▶ _Stated goal A_
Decide whether each statement below agrees with the Ullswater Commando passage: (i) the trainee Commando camp was in Martindale; (ii) the Commandos mainly fired live rounds during their exercises; (iii) the soldiers were supposed to collect all spent ammunition. For each, answer yes or no and quote the words of the passage that decide it.
▶ _Stated goal B_
Extend the Ullswater Commando passage, writing on from its final sentence.

▶ _Source passage_
26 August 1970



Ullswater: The Commando's.
No, this is not a computer game, it is of real Commando's of WW2. Our area of Ullswater was a training area for Commando's preparing for the assault of Europe in WW2. The trainee Commando camp was up in Martindale and one of the training areas was between Howtown and Pooley Bridge. One of the training techniques was mountain and open country assaults and our fells and narrow strip of farm land between the fells and lake Ullswater was ideal terrain.
Peter Embley and I would follow behind each exercise as they moved over the farm land practising assault and retreat manoeuvres. The Commando's mainly used .303 rifles and blank cartridges along with thunder flashes and Very light flares and the crack of the rifles making the battle manoeuvres exiting. As we followed behind the "battle" we found this very realistic, but we also had another purpose in mind.

As the "battle" moved on we would search the previous battle area and the hedge rows looking for spent brass shells from the rifles and would occasionally find live rifle shells carried by the instructors. We also picked spent thunder flashes and Very light cartridges and examined them and would sometimes find an unexploded dud. The soldiers were supposed to pick up all spent ammunition but as usual some were missed and the ones we found were our prizes.

▶ _Extracted information_

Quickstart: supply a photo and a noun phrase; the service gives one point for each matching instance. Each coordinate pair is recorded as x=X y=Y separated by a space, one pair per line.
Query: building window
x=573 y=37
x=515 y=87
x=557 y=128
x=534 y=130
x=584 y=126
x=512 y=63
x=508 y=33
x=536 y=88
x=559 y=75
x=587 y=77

▶ _Exercise output A_
(i) Yes: "The trainee Commando camp was up in Martindale"
(ii) No: "The Commando's mainly used .303 rifles and blank cartridges"
(iii) Yes: "The soldiers were supposed to pick up all spent ammunition"

▶ _Exercise output B_
The thunderflashes were used to simulate grenades and were filled with a "banger" and magnesium for the flash. We would open up the unexploded duds, later we would take out the magnesium and put it in a heap with the banger in the middle and lay a trail of magnesium to act as a wick, light it and run, we would revel in the bang we made. If we had found a dud Very light flare we would take out the active flare "cake" and include that in our big bang and this made the bang and the flash much more spectacular.

All highly dangerous but we boys at that age, we considered ourselves bullet proof. I had one narrow escape, I had spilled a small quantity of magnesium and accidentally dropped a lighted match and whoosh the magnesium flared up in my face. I lost my eyebrows and my face later went brown and peeled. I went home and told a pokey, we had made a camp-fire as we often did and the fire had flared up as I bent over it. I was more careful with thunderflashes after that.
The experiment which still sends a shiver down my spine was the time we found a live .303 round and we decided to explode it. We wedged the round in a crack on the top of a fence post with the bullet end pointing at an angle to the ground. I held a nail to the detonator end and at arms length hit the nail with a rock. The round went bang, the bullet hit the ground and the casing went flying. We found the brass casing and it was split half way down its length. We looked at one another and we said , something like “did you see that”? We had another live round but we didn’t explode that. I think we scared ourselves.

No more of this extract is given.